◆ **Raw records**:
* * * *
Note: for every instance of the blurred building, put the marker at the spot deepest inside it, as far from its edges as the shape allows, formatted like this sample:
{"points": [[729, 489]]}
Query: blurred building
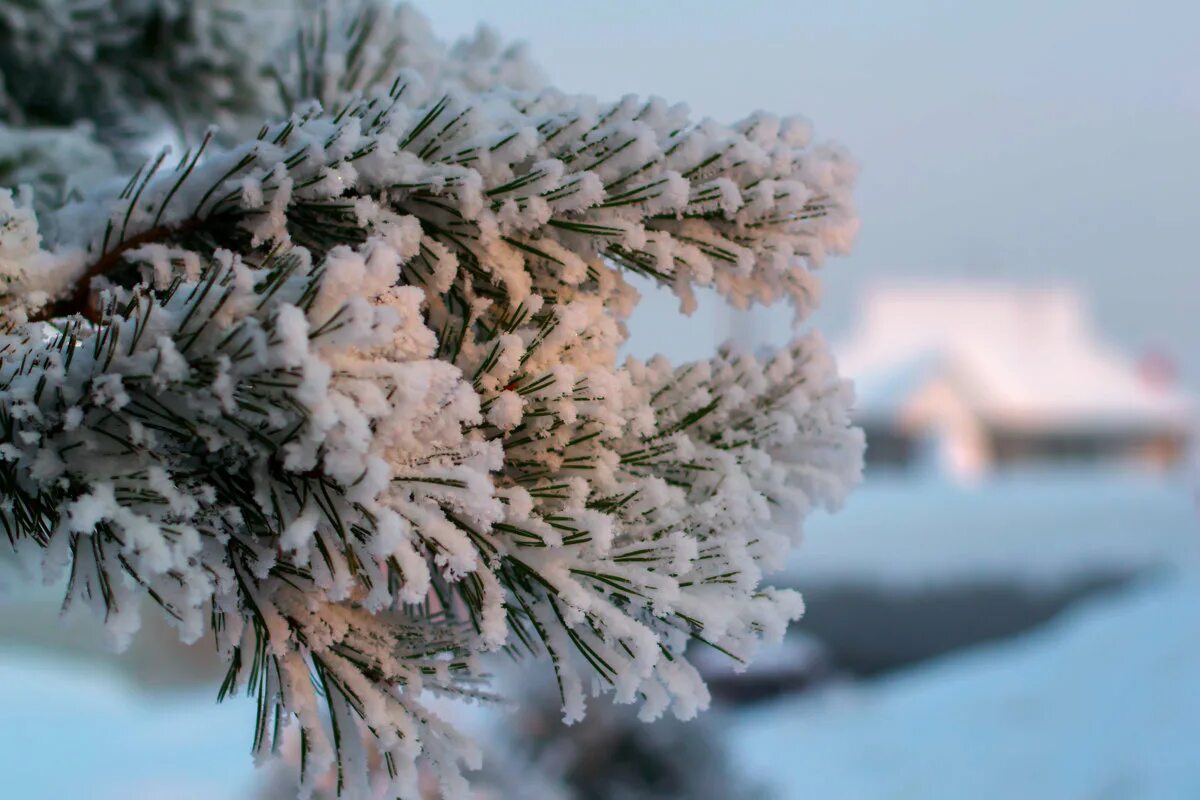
* * * *
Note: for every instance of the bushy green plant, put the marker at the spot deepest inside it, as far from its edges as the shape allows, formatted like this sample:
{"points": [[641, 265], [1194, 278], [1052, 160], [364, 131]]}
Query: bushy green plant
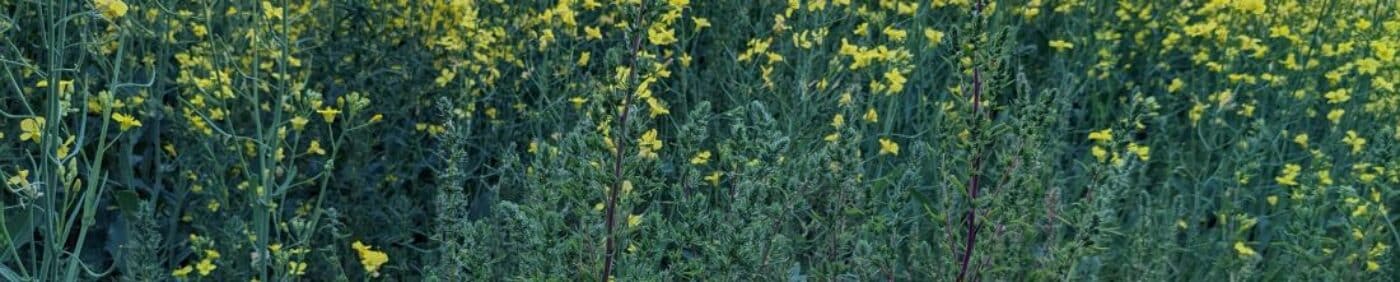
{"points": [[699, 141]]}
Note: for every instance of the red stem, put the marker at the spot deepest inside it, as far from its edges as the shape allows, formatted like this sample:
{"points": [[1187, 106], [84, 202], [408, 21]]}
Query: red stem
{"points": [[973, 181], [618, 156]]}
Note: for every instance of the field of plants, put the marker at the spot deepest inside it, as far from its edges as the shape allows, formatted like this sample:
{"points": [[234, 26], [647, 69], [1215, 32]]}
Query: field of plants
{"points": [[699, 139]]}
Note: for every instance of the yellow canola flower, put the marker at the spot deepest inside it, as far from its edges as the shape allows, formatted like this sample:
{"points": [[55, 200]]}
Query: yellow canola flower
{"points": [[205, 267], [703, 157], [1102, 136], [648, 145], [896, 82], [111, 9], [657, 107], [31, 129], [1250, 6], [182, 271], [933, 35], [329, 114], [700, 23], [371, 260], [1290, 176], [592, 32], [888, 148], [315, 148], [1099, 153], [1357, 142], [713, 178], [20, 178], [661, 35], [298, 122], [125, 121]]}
* * * *
◆ **Job**:
Please pull out the stretch of the listing above from the line containing "Note: for every instance of the blurred" through the line containing "Query: blurred building", both included, and copy those lines word for word.

◆ **Task response**:
Note: for every instance of the blurred building, put the marker at the spot deepest inside it, as far from its edges as the shape allows, formatted like this sample:
{"points": [[729, 489]]}
Query: blurred building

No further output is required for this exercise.